• **SOAL 1**:
Salin persis sebagian bacaan tentang ketetapan dan tagihan pajak. Mulailah dari bagian yang memuat "Direktur Jenderal Pajak menerbitkan", lalu berhentilah setelah "pajak yang terutang.".
• **SOAL 2**:
Jawab pertanyaan berikut berdasarkan bacaan tentang ketetapan dan tagihan pajak.
(a) SKPKBT diterbitkan berdasarkan hasil apa jika surat ketetapan pajak sebelumnya diterbitkan berdasarkan hasil Pemeriksaan?
(b) Pasal mana dalam Undang-Undang KUP yang menjadi rujukan permohonan pengembalian kelebihan pembayaran pajak dalam uraian tentang SKPLB?
(c) Pasal dan ayat mana dalam Undang-Undang PPN yang dirujuk untuk Pengusaha Kena Pajak yang gagal berproduksi?
• **SOAL 3**:
Sebutkan semua rujukan pasal Undang-Undang KUP yang terdapat dalam bacaan tentang ketetapan dan tagihan pajak.

• **BACAAN**:
────────────────────

Surat Ketetapan Pajak Kurang Bayar Tambahan (SKPKBT) diterbitkan berdasarkan hasil:

  1. Pemeriksaan dalam hal surat ketetapan pajak sebelumnya diterbitkan tidak berdasarkan hasil Pemeriksaan; atau
  2. Pemeriksaan Ulang dalam hal surat ketetapan pajak sebelumnya diterbitkan berdasarkan hasil Pemeriksaan,

Direktur Jenderal Pajak menerbitkan Surat Ketetapan Pajak Lebih Bayar (SKPLB) dalam hal berdasarkan :

  1. hasil penelitian kebenaran pembayaran pajak terhadap permohonan pengembalian kelebihan pajak yang seharusnya tidak terutang sebagaimana dimaksud dalam Pasal 17 ayat (2) Undang-Undang KUP terdapat pembayaran pajak yang seharusnya tidak terutang; atau
  2. hasil Pemeriksaan terhadap:
    1. Surat Pemberitahuan terdapat jumlah kredit pajak atau jumlah pajak yang dibayar lebih besar daripada jumlah pajak yang terutang sebagaimana dimaksud dalam Pasal 17 ayat (1) Undang-Undang KUP; atau
    2. permohonan pengembalian kelebihan pembayaran pajak sebagaimana dimaksud dalam Pasal 17B Undang-Undang KUP terdapat jumlah kredit pajak atau jumlah pajak yang dibayar lebih besar daripada jumlah pajak yang terutang.
  3. Surat Ketetapan Pajak Lebih Bayar masih dapat diterbitkan apabila terdapat data baru, termasuk data yang semula belum terungkap, apabila ternyata pajak yang lebih dibayar jumlahnya lebih besar daripada kelebihan pembayaran pajak yang telah ditetapkan.

Pengertian Surat Tagihan Pajak

Surat Tagihan Pajak (STP) adalah surat untuk melakukan tagihan pajak dan/atau  sanksi administrasi berupa bunga dan/atau denda. Dengan demikian fungsi STP adalah untuk melakukan :

  1. Tagihan Pajak; dan/atau
  2. Tagihan sanksi administrasi berupa bunga dan/atau denda.

Direktur Jenderal Pajak dapat menerbitkan Surat Tagihan Pajak untuk Masa Pajak, Bagian Tahun Pajak, atau Tahun Pajak dalam hal :

  1. Pajak Penghasilan dalam tahun berjalan tidak atau kurang dibayar;
  2. berdasarkan hasil penelitian terdapat kekurangan pembayaran pajak sebagai akibat salah tulis dan/atau salah hitung;
  3. Wajib Pajak dikenai sanksi administrasi berupa denda dan/atau bunga;
  4. pengusaha yang telah dikukuhkan sebagai Pengusaha Kena Pajak, tidak membuat Faktur Pajak atau membuat Faktur Pajak tetapi tidak tepat waktu;
  5. pengusaha yang telah dikukuhkan sebagai Pengusaha Kena Pajak tidak mengisi Faktur Pajak secara lengkap sebagaimana dimaksud dalam Pasal 13 ayat (5) Undang-Undang PPN, selain :
    1. identitas pembeli sebagaimana dimaksud dalam Pasal 13 ayat (5) huruf b Undang-Undang PPN; atau
    2. identitas pembeli serta nama dan tanda tangan sebagaimana dimaksud dalam Pasal 13 ayat (5) huruf b dan huruf g Undang-Undang PPN, dalam hal penyerahan dilakukan oleh Pengusaha Kena Pajak pedagang eceran;
  6. Pengusaha Kena Pajak melaporkan Faktur Pajak tidak sesuai dengan masa penerbitan Faktur Pajak; atau Pengusaha Kena Pajak yang mengalami gagal berproduksi dan telah diberikan pengembalian Pajak Masukan sebagaimana dimaksud dalam Pasal 9 ayat (6a) Undang-Undang PPN.

────────────────────

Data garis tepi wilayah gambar
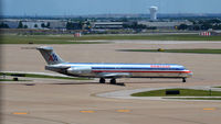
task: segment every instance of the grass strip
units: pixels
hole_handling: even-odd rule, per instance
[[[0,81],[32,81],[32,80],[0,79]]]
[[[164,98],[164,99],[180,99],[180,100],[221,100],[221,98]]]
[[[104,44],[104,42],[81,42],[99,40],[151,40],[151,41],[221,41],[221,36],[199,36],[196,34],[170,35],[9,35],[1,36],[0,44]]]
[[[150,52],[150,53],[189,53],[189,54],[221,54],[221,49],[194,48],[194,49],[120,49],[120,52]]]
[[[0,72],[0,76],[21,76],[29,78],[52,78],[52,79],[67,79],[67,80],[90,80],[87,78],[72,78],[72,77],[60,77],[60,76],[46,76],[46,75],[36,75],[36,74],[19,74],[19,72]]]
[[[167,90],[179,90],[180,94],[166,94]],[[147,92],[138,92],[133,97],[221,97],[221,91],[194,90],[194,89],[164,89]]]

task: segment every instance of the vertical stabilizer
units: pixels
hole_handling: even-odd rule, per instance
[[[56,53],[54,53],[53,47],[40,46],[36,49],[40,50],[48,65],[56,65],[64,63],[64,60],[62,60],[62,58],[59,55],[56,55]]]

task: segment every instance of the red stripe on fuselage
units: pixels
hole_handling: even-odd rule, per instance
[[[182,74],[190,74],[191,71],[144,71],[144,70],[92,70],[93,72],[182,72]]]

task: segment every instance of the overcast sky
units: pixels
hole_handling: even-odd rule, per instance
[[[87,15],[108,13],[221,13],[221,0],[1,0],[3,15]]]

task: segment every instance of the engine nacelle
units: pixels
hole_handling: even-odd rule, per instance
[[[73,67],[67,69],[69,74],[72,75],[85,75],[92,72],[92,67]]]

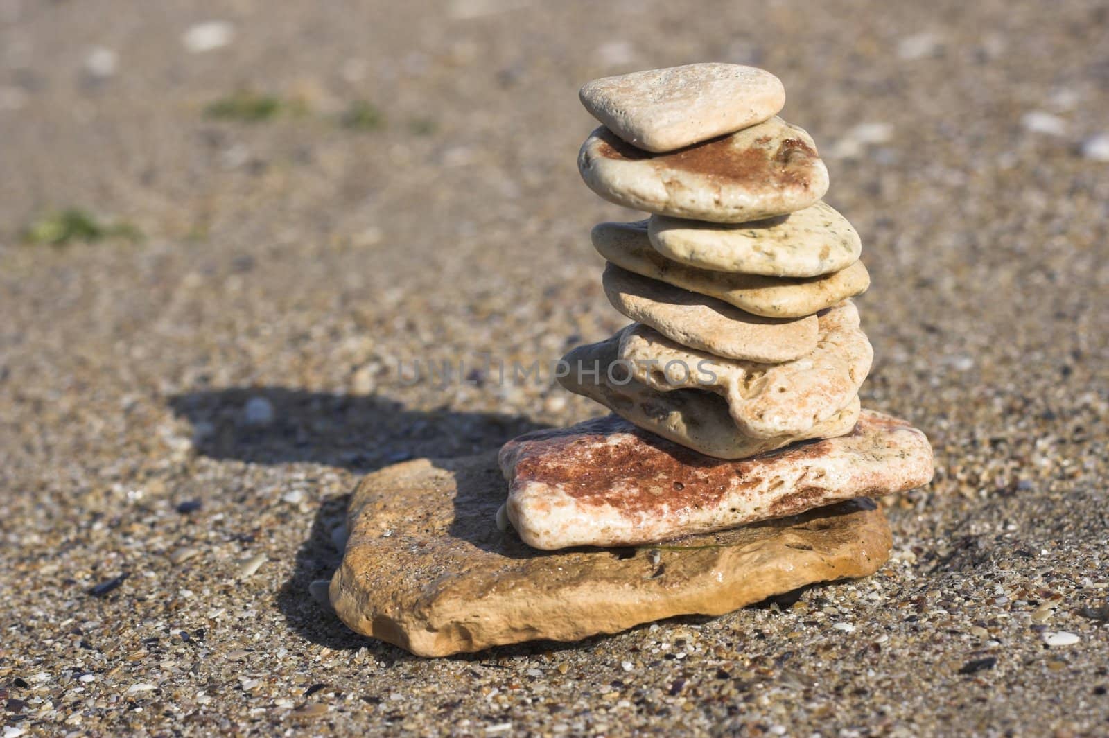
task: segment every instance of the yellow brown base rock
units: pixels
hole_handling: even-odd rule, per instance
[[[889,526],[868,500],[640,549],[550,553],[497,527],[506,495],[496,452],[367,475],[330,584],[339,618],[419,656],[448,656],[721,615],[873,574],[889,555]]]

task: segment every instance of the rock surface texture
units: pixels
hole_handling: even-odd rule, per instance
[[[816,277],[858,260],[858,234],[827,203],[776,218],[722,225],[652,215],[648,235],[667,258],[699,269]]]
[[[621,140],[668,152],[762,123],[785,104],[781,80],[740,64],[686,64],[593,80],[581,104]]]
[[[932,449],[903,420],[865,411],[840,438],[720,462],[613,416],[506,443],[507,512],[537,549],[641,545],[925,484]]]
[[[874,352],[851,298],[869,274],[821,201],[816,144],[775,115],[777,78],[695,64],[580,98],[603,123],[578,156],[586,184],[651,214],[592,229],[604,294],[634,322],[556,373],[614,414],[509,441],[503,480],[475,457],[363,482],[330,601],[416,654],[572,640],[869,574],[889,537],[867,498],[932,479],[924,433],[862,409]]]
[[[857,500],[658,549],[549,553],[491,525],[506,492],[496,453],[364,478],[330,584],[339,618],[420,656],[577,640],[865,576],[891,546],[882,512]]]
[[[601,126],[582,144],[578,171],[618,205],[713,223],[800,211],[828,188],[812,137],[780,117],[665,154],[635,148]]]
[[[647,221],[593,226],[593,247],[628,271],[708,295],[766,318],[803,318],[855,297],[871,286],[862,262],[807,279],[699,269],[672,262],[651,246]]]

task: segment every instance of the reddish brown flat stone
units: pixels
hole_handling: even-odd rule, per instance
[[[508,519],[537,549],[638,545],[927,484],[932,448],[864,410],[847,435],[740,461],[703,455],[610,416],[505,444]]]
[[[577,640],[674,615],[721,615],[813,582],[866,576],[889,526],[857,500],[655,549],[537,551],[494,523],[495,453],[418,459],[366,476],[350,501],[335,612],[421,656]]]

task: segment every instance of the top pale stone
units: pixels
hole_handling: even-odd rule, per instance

────────────────────

• **JAWABAN 1**:
Direktur Jenderal Pajak menerbitkan Surat Ketetapan Pajak Lebih Bayar (SKPLB) dalam hal berdasarkan :

  1. hasil penelitian kebenaran pembayaran pajak terhadap permohonan pengembalian kelebihan pajak yang seharusnya tidak terutang sebagaimana dimaksud dalam Pasal 17 ayat (2) Undang-Undang KUP terdapat pembayaran pajak yang seharusnya tidak terutang; atau
  2. hasil Pemeriksaan terhadap:
    1. Surat Pemberitahuan terdapat jumlah kredit pajak atau jumlah pajak yang dibayar lebih besar daripada jumlah pajak yang terutang sebagaimana dimaksud dalam Pasal 17 ayat (1) Undang-Undang KUP; atau
    2. permohonan pengembalian kelebihan pembayaran pajak sebagaimana dimaksud dalam Pasal 17B Undang-Undang KUP terdapat jumlah kredit pajak atau jumlah pajak yang dibayar lebih besar daripada jumlah pajak yang terutang.

• **JAWABAN 2**:
(a) Pemeriksaan Ulang.
(b) Pasal 17B Undang-Undang KUP.
(c) Pasal 9 ayat (6a) Undang-Undang PPN.

• **JAWABAN 3**:
Pasal 17 ayat (2), Pasal 17 ayat (1), Pasal 17B